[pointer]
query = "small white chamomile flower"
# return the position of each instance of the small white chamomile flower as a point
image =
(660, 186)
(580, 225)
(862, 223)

→ **Problem statement**
Each line of the data should be given back exactly.

→ **Answer**
[pointer]
query = "small white chamomile flower"
# return the position of each instance of the small white chamomile flower as a point
image =
(660, 186)
(580, 225)
(862, 223)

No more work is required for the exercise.